Science Editor

WASHINGTON - In science, and in medicine, relationships that don't exist can be just as interesting as those that do.

Data presented at the Society for Neuroscience's annual meeting here in the Sunday symposium "Neuroplasticity Induced by Abused Drugs: Is It Relevant to Addiction?" was a case in point. At the symposium - co-chaired by Yavin Shaham, researcher at the National Institute on Drug Abuse, and William Carlezon, assistant professor of psychiatry at Harvard University - several speakers presented data on brain changes that occur with drug use, but specifically do not encode addiction in the brain.

"The general thinking used to be that changes in neuroadaptation must explain the increase in drug taking," Carlezon told BioWorld Today after the symposium. But with such changes observed in molecules ranging from AMPA receptor subunits to zinc finger binding proteins, clearly not all of these correlations can be causes of addiction.

To determine the behavioral relevance of various molecules that change after drug consumption, Carlezon and his colleagues use a combination of viral-mediated gene transfer to either overexpress or block certain molecules in the brain, and behavioral experiments to determine how such changes affected the response to drugs.

As part of his talk, Carlezon presented data on the transcription factor CREB and its relationship to addiction. Carlezon and his group originally were interested in CREB because they thought it might be a molecule that, when increased, can be a molecular cause of addiction. But instead, CREB appears to have quite a counterintuitive effect: It is up-regulated in response to cocaine consumption, but instead of increasing the rewarding effects of cocaine, as might be expected from a molecule that is responsible for addiction, in animal studies overexpression of CREB lead to both decreased sensitivity to the drug and to depression-like symptoms instead.

Carlezon, who in the true scientific spirit told his audience that "it's always more exciting when you find things that you didn't expect," cautioned that there are a number of ways the behavioral results can be interpreted. But one possible explanation is that CREB up-regulation after drug consumption causes aversion to the drug.

Such aversion is apparently a standard feature of cocaine addiction.

"Especially cocaine addicts will tell you that by the end, they don't even like the drug anymore," Carlezon said. However, like it or not, they do remain addicted. In practice, that means that addicts will move to polydrug use: cocaine for the addiction and another drug, often heroin, to counter the aversive effects. As if one addiction isn't bad enough.

Dorit Ron, associate professor of neurology at the University of California at San Francisco, was another speaker who showed plasticity - in this case, in response to alcohol consumption - that is not part of an addiction pathway. Instead, the pathway could be interpreted as preventing addiction. It appears to be a regulator that limits alcohol intake - in other words, something that prevents a social drinker, who drinks one or two glasses of wine at dinner, from becoming an alcoholic who guzzles six or seven.

Ron told the audience at the conference that alcoholism research has special challenges because "alcohol does not have a well-defined pharmacological site of action, unlike other drugs of abuse." Her talk focused on brain-derived neurotrophic factor (BDNF) and its regulation by the scaffolding protein RACK1.

Using a mix of molecular and behavioral experiments, Ron and her colleagues found that low levels of alcohol - "the equivalent of someone who goes to a bar and has a drink or two" - increase BDNF levels in rats via the activation of RACK1. Increased BDNF levels, in turn, will decrease alcohol consumption. Taken together, Ron interpreted those results to mean that BDNF negatively regulates alcohol consumption. Social drinking puts the brakes on further alcohol consumption, preventing it from becoming a binge.

Other speakers at the symposium included Yavin Shaham; Regina Carelli, associate professor of psychology at the University of North Carolina at Chapel Hill; Paul Vezina, associate professor of psychiatry at the University of Chicago; and Michela Marinelli, assistant professor of cellular and molecular pharmacology at the Chicago Medical School. The conference runs through Wednesday.

• • • • •

| Required action 1 |
Answer these questions from the symposium article:
(a) Who co-chaired the symposium?
(b) Which transcription factor did Carlezon present data on?
(c) Which scaffolding protein regulates BDNF in Ron's talk?
| Required action 2 |
Please transcribe the symposium article, starting at "Dorit Ron, associate" and ending at "scaffolding protein RACK1.".
The records after this point are separate material, apart from the symposium article.

Data entries
• • • • •

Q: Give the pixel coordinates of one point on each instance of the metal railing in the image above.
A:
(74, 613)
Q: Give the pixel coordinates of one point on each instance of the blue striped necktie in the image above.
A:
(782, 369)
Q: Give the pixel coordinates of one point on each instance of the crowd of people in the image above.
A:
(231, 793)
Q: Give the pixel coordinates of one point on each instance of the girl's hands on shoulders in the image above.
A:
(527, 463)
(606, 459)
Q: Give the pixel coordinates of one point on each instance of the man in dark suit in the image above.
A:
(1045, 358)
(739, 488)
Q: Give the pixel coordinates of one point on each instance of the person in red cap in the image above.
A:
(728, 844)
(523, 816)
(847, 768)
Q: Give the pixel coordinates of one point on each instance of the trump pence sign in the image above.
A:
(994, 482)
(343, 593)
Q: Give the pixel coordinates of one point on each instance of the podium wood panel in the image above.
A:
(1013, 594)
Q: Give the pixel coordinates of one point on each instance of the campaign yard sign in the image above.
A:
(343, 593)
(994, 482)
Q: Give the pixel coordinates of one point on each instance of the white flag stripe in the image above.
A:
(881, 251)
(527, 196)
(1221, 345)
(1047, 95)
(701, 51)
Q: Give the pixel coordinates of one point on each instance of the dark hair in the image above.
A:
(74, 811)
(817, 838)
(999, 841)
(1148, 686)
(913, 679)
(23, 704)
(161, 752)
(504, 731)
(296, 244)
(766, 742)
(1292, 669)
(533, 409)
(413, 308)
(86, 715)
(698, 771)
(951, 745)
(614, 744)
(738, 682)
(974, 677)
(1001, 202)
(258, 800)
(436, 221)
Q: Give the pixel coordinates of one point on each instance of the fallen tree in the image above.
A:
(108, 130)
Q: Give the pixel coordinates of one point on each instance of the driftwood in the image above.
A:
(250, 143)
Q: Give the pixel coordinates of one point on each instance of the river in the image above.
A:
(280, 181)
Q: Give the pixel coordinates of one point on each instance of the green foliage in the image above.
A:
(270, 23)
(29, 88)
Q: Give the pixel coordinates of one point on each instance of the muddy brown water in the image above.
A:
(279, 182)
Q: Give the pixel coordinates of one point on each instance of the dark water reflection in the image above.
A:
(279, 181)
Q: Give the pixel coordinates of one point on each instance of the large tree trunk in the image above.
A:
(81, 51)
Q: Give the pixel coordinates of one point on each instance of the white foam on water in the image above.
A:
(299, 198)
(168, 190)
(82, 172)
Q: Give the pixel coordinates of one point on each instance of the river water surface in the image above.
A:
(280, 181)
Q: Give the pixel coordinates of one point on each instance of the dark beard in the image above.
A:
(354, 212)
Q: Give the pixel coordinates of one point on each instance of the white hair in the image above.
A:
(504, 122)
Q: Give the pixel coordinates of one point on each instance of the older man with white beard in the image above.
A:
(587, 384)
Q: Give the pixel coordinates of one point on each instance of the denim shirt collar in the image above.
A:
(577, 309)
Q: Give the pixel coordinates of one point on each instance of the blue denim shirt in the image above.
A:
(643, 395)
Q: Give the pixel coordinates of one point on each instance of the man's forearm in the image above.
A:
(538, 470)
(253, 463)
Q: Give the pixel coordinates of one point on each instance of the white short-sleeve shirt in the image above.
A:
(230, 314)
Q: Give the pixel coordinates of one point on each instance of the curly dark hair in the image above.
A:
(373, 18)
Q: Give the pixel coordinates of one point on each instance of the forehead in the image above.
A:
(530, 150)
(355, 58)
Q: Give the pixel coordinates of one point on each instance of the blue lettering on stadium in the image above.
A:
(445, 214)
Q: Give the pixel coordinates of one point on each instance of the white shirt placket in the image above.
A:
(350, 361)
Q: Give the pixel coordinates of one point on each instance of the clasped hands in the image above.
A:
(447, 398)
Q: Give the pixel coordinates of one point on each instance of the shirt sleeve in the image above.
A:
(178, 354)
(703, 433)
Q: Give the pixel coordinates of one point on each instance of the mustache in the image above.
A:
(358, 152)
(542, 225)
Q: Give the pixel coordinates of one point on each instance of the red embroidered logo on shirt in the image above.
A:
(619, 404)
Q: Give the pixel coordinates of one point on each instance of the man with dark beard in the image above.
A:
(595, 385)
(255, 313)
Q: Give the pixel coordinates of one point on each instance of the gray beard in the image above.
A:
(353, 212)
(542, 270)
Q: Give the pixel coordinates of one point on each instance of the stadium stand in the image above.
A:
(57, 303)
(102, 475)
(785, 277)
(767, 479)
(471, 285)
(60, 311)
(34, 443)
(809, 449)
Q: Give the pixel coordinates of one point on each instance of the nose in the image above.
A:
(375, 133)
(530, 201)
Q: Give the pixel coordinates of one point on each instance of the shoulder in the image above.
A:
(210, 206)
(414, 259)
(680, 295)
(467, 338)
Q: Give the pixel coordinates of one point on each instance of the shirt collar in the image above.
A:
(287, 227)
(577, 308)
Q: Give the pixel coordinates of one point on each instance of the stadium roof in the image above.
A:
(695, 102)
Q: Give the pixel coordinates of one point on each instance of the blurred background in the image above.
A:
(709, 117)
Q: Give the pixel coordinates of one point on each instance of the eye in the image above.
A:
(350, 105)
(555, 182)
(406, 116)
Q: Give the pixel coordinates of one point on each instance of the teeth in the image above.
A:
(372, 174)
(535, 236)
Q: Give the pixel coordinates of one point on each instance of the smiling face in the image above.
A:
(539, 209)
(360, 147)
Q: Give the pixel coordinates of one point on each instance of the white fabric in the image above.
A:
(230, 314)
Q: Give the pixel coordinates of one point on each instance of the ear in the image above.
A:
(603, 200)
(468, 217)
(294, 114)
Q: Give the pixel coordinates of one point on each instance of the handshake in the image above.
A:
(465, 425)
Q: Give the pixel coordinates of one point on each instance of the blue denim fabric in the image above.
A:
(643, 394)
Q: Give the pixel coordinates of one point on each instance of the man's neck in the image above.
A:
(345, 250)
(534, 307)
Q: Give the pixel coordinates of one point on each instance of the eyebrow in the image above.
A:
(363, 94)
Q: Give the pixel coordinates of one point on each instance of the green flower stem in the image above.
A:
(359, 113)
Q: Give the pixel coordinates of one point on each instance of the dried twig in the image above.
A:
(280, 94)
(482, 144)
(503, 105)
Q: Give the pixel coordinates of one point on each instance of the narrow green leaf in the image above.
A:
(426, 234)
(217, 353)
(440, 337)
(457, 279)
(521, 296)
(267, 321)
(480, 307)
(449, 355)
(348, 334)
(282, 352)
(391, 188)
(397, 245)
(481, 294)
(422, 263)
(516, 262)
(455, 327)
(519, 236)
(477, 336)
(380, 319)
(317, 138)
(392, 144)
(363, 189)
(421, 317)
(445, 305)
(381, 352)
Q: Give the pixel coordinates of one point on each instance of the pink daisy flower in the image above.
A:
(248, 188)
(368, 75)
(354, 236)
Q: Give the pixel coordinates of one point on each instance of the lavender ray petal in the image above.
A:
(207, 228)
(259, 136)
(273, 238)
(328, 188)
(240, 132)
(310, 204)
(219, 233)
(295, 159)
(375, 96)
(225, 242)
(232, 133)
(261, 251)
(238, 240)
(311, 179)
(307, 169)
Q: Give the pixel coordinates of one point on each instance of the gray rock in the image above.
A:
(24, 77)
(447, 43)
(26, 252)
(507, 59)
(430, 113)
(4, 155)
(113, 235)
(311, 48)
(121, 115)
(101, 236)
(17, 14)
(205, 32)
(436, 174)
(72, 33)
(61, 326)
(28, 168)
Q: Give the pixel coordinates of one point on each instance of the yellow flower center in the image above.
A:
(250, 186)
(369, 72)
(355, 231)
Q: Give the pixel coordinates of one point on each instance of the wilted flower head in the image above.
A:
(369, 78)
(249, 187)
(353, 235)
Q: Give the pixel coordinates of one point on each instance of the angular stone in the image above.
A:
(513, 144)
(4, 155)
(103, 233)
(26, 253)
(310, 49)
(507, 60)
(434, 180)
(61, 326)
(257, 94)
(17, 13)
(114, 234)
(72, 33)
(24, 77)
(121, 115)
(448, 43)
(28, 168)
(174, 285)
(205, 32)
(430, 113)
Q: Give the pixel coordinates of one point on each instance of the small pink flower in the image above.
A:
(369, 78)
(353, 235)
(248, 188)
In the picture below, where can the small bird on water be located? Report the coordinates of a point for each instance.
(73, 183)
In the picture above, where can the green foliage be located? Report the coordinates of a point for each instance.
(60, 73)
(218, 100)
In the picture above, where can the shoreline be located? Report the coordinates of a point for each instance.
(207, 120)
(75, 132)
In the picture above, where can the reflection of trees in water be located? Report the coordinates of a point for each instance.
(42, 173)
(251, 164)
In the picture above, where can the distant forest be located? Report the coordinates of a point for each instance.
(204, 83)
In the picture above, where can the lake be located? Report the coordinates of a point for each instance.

• • • • •

| Exercise answer 1 |
(a) Yavin Shaham and William Carlezon
(b) CREB
(c) RACK1

| Exercise answer 2 |
Dorit Ron, associate professor of neurology at the University of California at San Francisco, was another speaker who showed plasticity - in this case, in response to alcohol consumption - that is not part of an addiction pathway. Instead, the pathway could be interpreted as preventing addiction. It appears to be a regulator that limits alcohol intake - in other words, something that prevents a social drinker, who drinks one or two glasses of wine at dinner, from becoming an alcoholic who guzzles six or seven.

Ron told the audience at the conference that alcoholism research has special challenges because "alcohol does not have a well-defined pharmacological site of action, unlike other drugs of abuse." Her talk focused on brain-derived neurotrophic factor (BDNF) and its regulation by the scaffolding protein RACK1.